▶ [Document section]
I would like to get a Non Executive Director role


By: Mary-Sue Rogers, WOB Non-Executive-Director. Mary-Sue Roger's top summary of the lessons learned and things you can do to help improve your chances of appointment to a NED position for a listed organisation.
I have recently been to several networking events that focused on “how do I get on to a board as a non-executive”?  The supply of individuals, with significant experience and qualifications, outstrips the demand for non-executive directors (NED) especially at the listed company end of the market.  And the challenge for talented women to get appointed to an FTSE board is even more of an uphill battle.  



This is my top summary of the lessons learned and things you can do to help improve your chances of appointment to a NED position for a listed organisation.

  1. One of the best paths to get to a NED role is via a C-Suite role.  If you are a CEO, CFO or similar, especially on a listed company, you have a much better chance of getting a NED position.  You are already part of the club and a known entity regarding performance, behaviour and culture at the executive board level.
  2. Network, network, network, and the best networking activities are ones where you will meet members of boards, especially chair people.  There were several stories told at the events describing how an individual got shortlisted on a board and almost all of them involved being recommended by someone on the board.
  3. Chairpeople of listed companies are a “network” of their own, and they are aware when board positions are coming up, or vacancies exist within the network.  This is one of the reasons why once you get a board position it becomes easier to get asked to consider another board.  The chair people talk and ask each other “who do you know….”?

▶ [Information supplied]

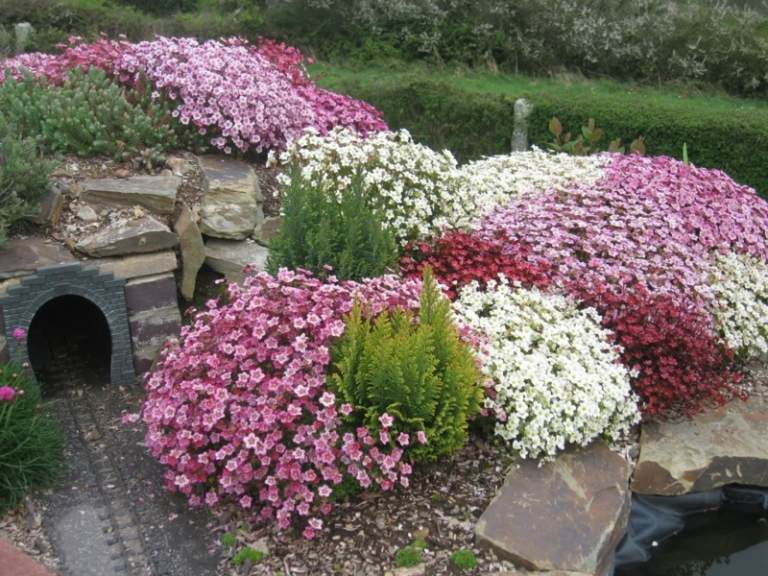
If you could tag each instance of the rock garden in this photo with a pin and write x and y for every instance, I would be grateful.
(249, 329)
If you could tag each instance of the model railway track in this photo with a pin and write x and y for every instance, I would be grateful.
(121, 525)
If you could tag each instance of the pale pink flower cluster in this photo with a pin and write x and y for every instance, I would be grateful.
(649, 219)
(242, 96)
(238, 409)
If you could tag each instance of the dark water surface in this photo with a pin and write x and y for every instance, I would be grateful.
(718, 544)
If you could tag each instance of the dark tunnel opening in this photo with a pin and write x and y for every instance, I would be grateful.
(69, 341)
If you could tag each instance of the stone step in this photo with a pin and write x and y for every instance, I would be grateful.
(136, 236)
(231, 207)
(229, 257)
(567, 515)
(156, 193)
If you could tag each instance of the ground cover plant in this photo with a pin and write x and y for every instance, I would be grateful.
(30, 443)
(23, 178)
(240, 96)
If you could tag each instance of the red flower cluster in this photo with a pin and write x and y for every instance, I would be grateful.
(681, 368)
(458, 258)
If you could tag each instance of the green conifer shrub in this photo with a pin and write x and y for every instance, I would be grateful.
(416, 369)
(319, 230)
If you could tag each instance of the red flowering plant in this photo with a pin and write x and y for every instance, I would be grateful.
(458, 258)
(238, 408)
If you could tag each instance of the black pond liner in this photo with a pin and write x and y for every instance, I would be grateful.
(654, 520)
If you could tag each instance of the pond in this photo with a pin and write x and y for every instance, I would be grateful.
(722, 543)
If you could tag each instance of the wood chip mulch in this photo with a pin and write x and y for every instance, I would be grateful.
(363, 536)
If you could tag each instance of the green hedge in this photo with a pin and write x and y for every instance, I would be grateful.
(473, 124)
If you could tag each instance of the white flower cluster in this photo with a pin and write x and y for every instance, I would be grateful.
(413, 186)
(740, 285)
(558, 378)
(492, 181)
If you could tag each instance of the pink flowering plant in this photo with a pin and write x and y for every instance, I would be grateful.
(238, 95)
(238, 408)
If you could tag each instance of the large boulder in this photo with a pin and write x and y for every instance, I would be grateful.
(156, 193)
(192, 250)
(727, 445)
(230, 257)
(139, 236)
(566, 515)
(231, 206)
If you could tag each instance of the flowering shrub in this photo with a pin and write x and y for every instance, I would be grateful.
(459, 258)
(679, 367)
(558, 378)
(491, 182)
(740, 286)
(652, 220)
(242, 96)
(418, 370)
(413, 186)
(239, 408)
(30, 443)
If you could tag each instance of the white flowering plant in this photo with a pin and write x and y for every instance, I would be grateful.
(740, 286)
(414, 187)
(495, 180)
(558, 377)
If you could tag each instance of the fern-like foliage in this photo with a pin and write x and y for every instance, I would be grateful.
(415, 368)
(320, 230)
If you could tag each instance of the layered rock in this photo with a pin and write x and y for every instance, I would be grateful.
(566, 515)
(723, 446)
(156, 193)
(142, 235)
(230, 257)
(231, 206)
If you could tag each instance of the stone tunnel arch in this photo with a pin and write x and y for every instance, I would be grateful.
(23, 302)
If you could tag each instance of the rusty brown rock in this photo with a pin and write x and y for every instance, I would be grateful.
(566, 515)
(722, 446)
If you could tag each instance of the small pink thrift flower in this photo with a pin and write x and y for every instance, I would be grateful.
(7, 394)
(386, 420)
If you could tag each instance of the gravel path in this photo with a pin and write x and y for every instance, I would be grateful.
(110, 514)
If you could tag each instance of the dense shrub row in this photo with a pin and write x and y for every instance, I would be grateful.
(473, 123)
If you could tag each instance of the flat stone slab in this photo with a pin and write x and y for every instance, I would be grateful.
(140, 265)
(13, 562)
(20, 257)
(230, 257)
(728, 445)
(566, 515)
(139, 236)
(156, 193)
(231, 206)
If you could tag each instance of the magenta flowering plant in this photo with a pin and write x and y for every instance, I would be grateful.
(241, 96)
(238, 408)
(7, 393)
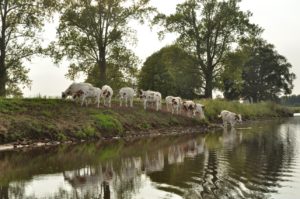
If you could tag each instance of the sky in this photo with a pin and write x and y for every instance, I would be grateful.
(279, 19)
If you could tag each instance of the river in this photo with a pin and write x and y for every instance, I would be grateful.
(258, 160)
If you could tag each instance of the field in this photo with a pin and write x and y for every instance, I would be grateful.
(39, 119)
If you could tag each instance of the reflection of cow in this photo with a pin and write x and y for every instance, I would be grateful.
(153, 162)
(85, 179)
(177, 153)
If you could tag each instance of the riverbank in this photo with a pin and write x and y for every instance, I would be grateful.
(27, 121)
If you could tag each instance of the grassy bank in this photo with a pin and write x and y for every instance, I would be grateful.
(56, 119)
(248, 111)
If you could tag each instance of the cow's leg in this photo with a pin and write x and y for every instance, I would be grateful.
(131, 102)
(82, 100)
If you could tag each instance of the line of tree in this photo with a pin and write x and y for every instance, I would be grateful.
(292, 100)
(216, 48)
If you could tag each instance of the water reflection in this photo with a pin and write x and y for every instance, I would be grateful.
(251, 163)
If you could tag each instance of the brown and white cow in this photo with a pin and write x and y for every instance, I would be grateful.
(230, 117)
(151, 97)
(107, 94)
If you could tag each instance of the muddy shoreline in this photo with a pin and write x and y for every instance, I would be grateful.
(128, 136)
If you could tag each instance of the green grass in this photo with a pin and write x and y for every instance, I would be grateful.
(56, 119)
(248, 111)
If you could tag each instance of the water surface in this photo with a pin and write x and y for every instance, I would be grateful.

▶ [Set tasks]
a: Reproduce the passage of the article on landing a non-executive director role starting at "I have recently" and ending at "executive board level.", swapping "listed" for "publicly traded".
b: Extend the article on landing a non-executive director role, picking up after its final sentence.

▶ [Responses]
a:
I have recently been to several networking events that focused on “how do I get on to a board as a non-executive”?  The supply of individuals, with significant experience and qualifications, outstrips the demand for non-executive directors (NED) especially at the publicly traded company end of the market.  And the challenge for talented women to get appointed to an FTSE board is even more of an uphill battle.  



This is my top summary of the lessons learned and things you can do to help improve your chances of appointment to a NED position for a publicly traded organisation.

  1. One of the best paths to get to a NED role is via a C-Suite role.  If you are a CEO, CFO or similar, especially on a publicly traded company, you have a much better chance of getting a NED position.  You are already part of the club and a known entity regarding performance, behaviour and culture at the executive board level.

b:
  4. Recruiters are the least efficient route.  Sorry to any recruiters reading this but across the individual women who had been appointed to a board none of them had gotten the position through a recruiter.  In fact, there were examples where the recruiters were aware of the candidate, did not shortlist them for the role, and at the end of the day, they were appointed because – see point 2.
  5. Target which board you want and then build a pitch for selling you to that board.  Call up the chairperson or another member of that board and give them the pitch.  It might not come to anything but – see point 2 and 3.  If they liked what they heard, the next time someone asks them “who do you know?” they will be aware of you, what you want to do and how you add value.
  6. The competencies, skills and experience of what they think they want from a new board member will change after they talk to people.  You thought you were the perfect match to their specification and then they changed the spec. 
  7. Make sure you have good financial literacy.
  8. Start with a smaller board including not for profits.  Unless you are a CEO of a listed company the chances of getting on an FTSE board, as your first board, is almost impossible.
  9. Don’t expect communication back regarding the status of your interest or application.  The “applicant management” portion of the board recruitment process is very poor.  Speaking from personal experience – you are lucky to get any communication other than “we received your CV”.  In many cases, you don’t even know if they filled the role or are still looking.
The most important messages from the various sessions were: -
  1.  Make sure you want to be a NED.  There are many other ways you can add value to an organisation.  Be an advisor or coach or sit on a subcommittee.  Before you start the journey make sure you want to get to the destination.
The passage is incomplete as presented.